Entries shown:
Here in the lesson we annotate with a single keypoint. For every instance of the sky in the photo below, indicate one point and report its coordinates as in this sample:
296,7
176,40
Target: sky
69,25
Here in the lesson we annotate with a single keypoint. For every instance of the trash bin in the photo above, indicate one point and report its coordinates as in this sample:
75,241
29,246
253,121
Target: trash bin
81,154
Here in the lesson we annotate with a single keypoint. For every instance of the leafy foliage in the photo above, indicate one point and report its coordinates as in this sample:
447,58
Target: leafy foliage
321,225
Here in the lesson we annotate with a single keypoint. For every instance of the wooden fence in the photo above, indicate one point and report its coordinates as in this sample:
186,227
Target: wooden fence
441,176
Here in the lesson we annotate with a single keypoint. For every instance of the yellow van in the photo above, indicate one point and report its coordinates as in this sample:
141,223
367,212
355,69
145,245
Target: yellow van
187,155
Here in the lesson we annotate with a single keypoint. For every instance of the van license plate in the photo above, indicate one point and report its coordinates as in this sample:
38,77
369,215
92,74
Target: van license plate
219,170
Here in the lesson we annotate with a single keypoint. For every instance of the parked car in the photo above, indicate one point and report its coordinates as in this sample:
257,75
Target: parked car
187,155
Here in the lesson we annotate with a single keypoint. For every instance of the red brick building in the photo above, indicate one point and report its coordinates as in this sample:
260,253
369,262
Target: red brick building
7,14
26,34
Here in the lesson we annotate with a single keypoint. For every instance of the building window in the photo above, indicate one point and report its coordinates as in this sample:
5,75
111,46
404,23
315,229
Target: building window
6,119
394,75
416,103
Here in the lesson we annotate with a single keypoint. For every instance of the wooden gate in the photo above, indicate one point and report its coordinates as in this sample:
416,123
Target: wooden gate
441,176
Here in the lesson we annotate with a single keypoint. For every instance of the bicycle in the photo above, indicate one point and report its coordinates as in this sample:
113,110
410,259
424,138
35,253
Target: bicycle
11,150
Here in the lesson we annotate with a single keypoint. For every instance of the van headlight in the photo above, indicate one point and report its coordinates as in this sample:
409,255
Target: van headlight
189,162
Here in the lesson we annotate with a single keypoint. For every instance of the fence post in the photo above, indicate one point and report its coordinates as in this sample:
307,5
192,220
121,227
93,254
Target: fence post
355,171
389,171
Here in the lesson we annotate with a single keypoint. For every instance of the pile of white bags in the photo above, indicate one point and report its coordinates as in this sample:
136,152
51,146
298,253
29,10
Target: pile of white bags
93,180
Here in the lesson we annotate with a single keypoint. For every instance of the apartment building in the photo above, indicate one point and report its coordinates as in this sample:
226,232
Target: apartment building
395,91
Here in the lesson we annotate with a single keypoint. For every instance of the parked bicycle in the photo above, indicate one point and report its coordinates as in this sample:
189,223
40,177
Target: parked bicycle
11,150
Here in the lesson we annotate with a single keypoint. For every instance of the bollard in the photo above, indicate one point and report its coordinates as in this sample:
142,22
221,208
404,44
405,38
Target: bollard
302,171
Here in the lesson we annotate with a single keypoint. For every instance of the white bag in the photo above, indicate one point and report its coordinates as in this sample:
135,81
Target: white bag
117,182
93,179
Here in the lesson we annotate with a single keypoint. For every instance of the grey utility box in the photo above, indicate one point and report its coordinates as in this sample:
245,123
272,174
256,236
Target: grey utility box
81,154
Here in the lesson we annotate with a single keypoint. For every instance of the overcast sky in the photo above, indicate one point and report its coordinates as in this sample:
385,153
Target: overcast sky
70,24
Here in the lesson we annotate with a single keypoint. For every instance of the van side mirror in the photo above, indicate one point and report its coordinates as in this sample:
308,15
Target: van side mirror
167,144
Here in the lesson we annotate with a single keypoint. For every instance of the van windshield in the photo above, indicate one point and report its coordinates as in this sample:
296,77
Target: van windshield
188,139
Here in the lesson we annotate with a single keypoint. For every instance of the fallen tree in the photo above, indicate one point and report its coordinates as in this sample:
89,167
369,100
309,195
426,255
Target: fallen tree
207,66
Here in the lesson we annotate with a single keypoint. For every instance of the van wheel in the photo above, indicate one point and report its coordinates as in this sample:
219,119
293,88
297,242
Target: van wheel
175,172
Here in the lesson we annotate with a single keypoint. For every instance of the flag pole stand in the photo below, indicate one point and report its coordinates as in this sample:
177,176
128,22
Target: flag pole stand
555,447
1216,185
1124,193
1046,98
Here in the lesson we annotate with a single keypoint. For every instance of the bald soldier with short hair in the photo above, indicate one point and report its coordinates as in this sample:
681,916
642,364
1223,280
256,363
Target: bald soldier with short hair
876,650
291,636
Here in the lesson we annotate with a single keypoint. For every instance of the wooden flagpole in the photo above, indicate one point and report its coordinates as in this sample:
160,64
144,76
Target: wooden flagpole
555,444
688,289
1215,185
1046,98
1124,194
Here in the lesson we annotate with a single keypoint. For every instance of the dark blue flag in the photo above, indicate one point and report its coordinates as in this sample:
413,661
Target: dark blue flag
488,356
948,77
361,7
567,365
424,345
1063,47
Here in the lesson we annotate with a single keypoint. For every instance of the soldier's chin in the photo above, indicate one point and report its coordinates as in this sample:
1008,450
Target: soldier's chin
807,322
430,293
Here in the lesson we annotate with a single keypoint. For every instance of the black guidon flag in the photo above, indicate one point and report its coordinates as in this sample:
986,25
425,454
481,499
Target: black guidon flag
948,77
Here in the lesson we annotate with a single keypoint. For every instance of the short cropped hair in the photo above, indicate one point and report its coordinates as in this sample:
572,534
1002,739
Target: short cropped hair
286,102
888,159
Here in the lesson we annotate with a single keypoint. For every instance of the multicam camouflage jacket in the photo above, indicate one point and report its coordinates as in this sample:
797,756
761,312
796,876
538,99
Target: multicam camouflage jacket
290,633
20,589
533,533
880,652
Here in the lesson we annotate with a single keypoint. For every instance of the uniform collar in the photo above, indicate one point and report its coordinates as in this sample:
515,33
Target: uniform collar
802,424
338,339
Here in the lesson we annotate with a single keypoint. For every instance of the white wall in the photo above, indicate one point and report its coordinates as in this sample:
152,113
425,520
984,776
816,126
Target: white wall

Try it:
Line by line, retype the data exactly as written.

Answer to the problem:
Here in the lesson we annotate with a single keypoint. For every instance of the sky in the photo below, indicate one point and report its coordinates as in this sample:
296,7
176,40
Target: sky
69,25
Here in the lesson we annotate with a single keypoint. For every instance of the trash bin in the photo above, indicate one point and report its coordinates as in this sample:
75,241
29,246
253,121
Target: trash bin
81,154
Here in the lesson we annotate with a single keypoint. For every instance of the leafy foliage in the photo above, indicate one point and report its coordinates as in this sample:
447,58
Target: leafy foliage
321,225
Here in the lesson we annotate with a single keypoint. For every instance of the wooden fence in the photo above, indicate one point and report its coordinates as in this sample:
186,227
Target: wooden fence
441,176
Here in the lesson we annotate with a single keypoint. For every instance of the yellow van in the photo above, indicate one point and report its coordinates as in this sample:
141,223
367,212
355,69
145,245
Target: yellow van
187,155
Here in the lesson we annotate with a single keypoint. For every instance of the van license plate in the photo above, indicate one point and report its coordinates as in this sample:
38,77
369,215
92,74
Target: van license plate
219,170
Here in the lesson we annotate with a single keypoint. For every instance of the parked car in the photo above, indicate one point and report its coordinates as in this sample:
257,75
Target: parked car
187,155
Here in the lesson we annotate with a single keypoint. For every instance of the red brick building in the photo above, indicate one point and report its coordinates as in this sample:
260,253
369,262
Target: red brick building
7,14
26,34
Here in the lesson we annotate with a single keypoint. For every instance of the building window in the photo above, indicate one point and report its coordinates as in this sample:
5,75
111,46
404,23
315,229
Target: building window
6,119
394,75
416,103
Here in the lesson we annotate with a single keypoint. For every instance of the wooden gate in the photo above, indicate one point and report its coordinates as in this sample:
416,123
Target: wooden gate
441,176
Here in the lesson we annotate with a single keypoint. For every instance of the bicycle in the photo above, indicate one point and report its coordinates as in this sample:
113,110
410,259
424,138
35,253
Target: bicycle
11,150
Here in the lesson we annotate with a single keypoint. For every instance of the van headlight in the photo above, indicate one point and report its coordinates as in this sample:
409,255
Target: van headlight
189,162
Here in the lesson we annotate with a single keypoint. For every instance of the fence post in the photo above, indicate one point and report its coordinates as in this sample:
307,5
192,220
121,227
93,254
Target: fence post
355,171
389,171
Here in the lesson we annotate with a single keypoint. For every instance of the pile of white bags in the photo above, indicate one point and report its coordinates as in this sample:
136,152
51,146
298,253
29,10
Target: pile of white bags
93,180
Here in the lesson we annotate with a single keypoint. For every instance of the apartment building in the photo above, indicate one point and report its coordinates as in this sample:
226,232
Target: apartment building
395,91
Here in the lesson we annotate with a single keypoint. For every instance of the parked bicycle in the photo above, indicate one point and report its coordinates as in this sample:
189,223
40,177
Target: parked bicycle
11,150
Here in the lesson we annotate with a single keypoint. For every instance of the bollard in the photo above, indicate one point and report its coordinates as in this sample:
142,22
221,208
404,44
405,38
Target: bollard
302,171
Here in the lesson we annotate with a single keypoint. For every instance of the white bag in the photo above, indicate one point and report its coordinates as in this sample:
135,81
Target: white bag
117,182
93,179
Here in the lesson we annotate with a single keypoint. For every instance of the grey utility box in the photo above, indicate one point and report its coordinates as in this sample:
245,123
272,174
256,236
Target: grey utility box
81,154
Here in the lesson we annotate with a single keypoint. For every instance of the overcast sky in the photo above, indicate one point and report its coordinates as in this sample:
385,153
Target: overcast sky
70,24
Here in the lesson we annotate with a single keypoint. For every instance of the van side mirror in the photo above, indicate one point and report its coordinates as in this sample:
308,15
Target: van side mirror
167,144
Here in the lesson we annotate with a single keypoint. For every instance of the van windshield in the photo above, indicate one point and report its coordinates as in this sample:
296,77
Target: van windshield
188,139
Here in the lesson we annotate with a single keypoint. For every instance of the fallen tree in the photo above, indicate one point and report its coordinates as in this sample:
89,167
369,100
309,195
426,255
Target: fallen tree
207,66
Here in the lesson we annotate with a single keypoint. For every instance of the van wheel in the photo above, indicate one point and report its coordinates as in this sample:
219,119
293,88
297,242
Target: van wheel
175,172
Here in the lesson we annotate with a single keypoint. For every instance of the flag pole stand in the photo below, indicate one point and report its coordinates as in this sample:
177,176
128,22
Target: flag pole stand
555,447
1216,185
1124,193
1046,98
Here in the lesson we annotate with a single keypoint. For every instance of the bald soldier with short hair in the photo above, indicate one point and report its coordinates as in this sample:
681,916
642,364
1223,280
256,363
Target: bald soldier with short hair
876,650
291,636
Here in the lesson we annotate with a single keypoint. For every instance of the wooden flagpole in the photo above, indicate one point and report its coordinates as in this sample:
160,64
144,76
Target: wooden flagpole
555,444
688,289
1215,185
1046,98
1124,194
Here in the lesson we annotate with a single keypoint. For every instance of the dark blue flag in the photo above, indicate one point and report its coordinates as in this sample:
413,661
Target: dark blue flag
488,356
948,77
361,7
567,365
424,345
1063,47
Here in the lesson we annotate with a single keypoint. For every instance of the soldier's chin in the photo above, indicate one point and report its coordinates as in this sample:
1008,450
Target: soldier's chin
807,322
430,293
Here in the lesson we annotate with a single keypoint. For every instance of the black guidon flag in the photo above, indicate one point and report its coordinates as in this sample:
986,25
425,454
481,499
Target: black guidon flag
948,77
Here in the lesson we annotate with a single keypoint. For every instance of the short cropped hair in the photo above, indicate one point and report its coordinates as in this sample:
572,534
1002,739
Target: short cropped hair
286,102
888,159
Here in the lesson we annotate with a single keypoint. For every instance of the multicam camouflage jacket in the photo above, indicate one point and report its coordinates as in this sample:
797,756
761,312
796,876
538,99
Target: multicam camouflage jacket
290,633
20,589
533,533
880,652
Here in the lesson we annotate with a single keypoint. For every instance of the uniform collar in the photo above, indicate one point and report its coordinates as in this sample:
515,33
Target: uniform collar
802,424
338,339
Here in the lesson we annotate with a single keypoint. For every instance of the white wall in the photo above, indicate one point and report its coordinates as in this sample:
152,113
425,520
984,776
816,126
Target: white wall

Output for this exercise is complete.